* [AIM OF THE EXERCISE]
Go through the records below and set each one down exactly, leaving out any pictures.

* * * * * * * * *

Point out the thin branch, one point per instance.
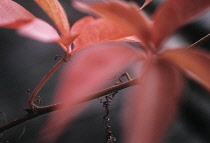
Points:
(44, 80)
(48, 109)
(200, 42)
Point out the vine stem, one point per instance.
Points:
(44, 80)
(50, 108)
(31, 113)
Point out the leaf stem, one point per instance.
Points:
(50, 108)
(44, 80)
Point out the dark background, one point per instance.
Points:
(23, 63)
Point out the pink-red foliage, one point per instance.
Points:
(154, 103)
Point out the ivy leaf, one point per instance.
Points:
(88, 70)
(56, 13)
(96, 31)
(195, 63)
(125, 16)
(39, 30)
(12, 15)
(152, 106)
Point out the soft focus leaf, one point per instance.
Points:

* * * * * * * * *

* [YOUR SOLUTION]
Point out the thin branch, one point per instance.
Points:
(44, 80)
(48, 109)
(200, 42)
Point out the vine stem, one point per instance.
Points:
(44, 80)
(50, 108)
(31, 113)
Point out the leaf stem, one point per instance.
Points:
(50, 108)
(44, 80)
Point out the dark background, one point per instance.
Points:
(23, 63)
Point out the pink-red foliage, one point per instance.
Points:
(154, 103)
Point out the ivy leaf, one point per instance.
Points:
(88, 70)
(56, 13)
(96, 31)
(195, 63)
(125, 16)
(39, 30)
(12, 15)
(152, 106)
Point out the soft focus leaf, one point per instance.
Points:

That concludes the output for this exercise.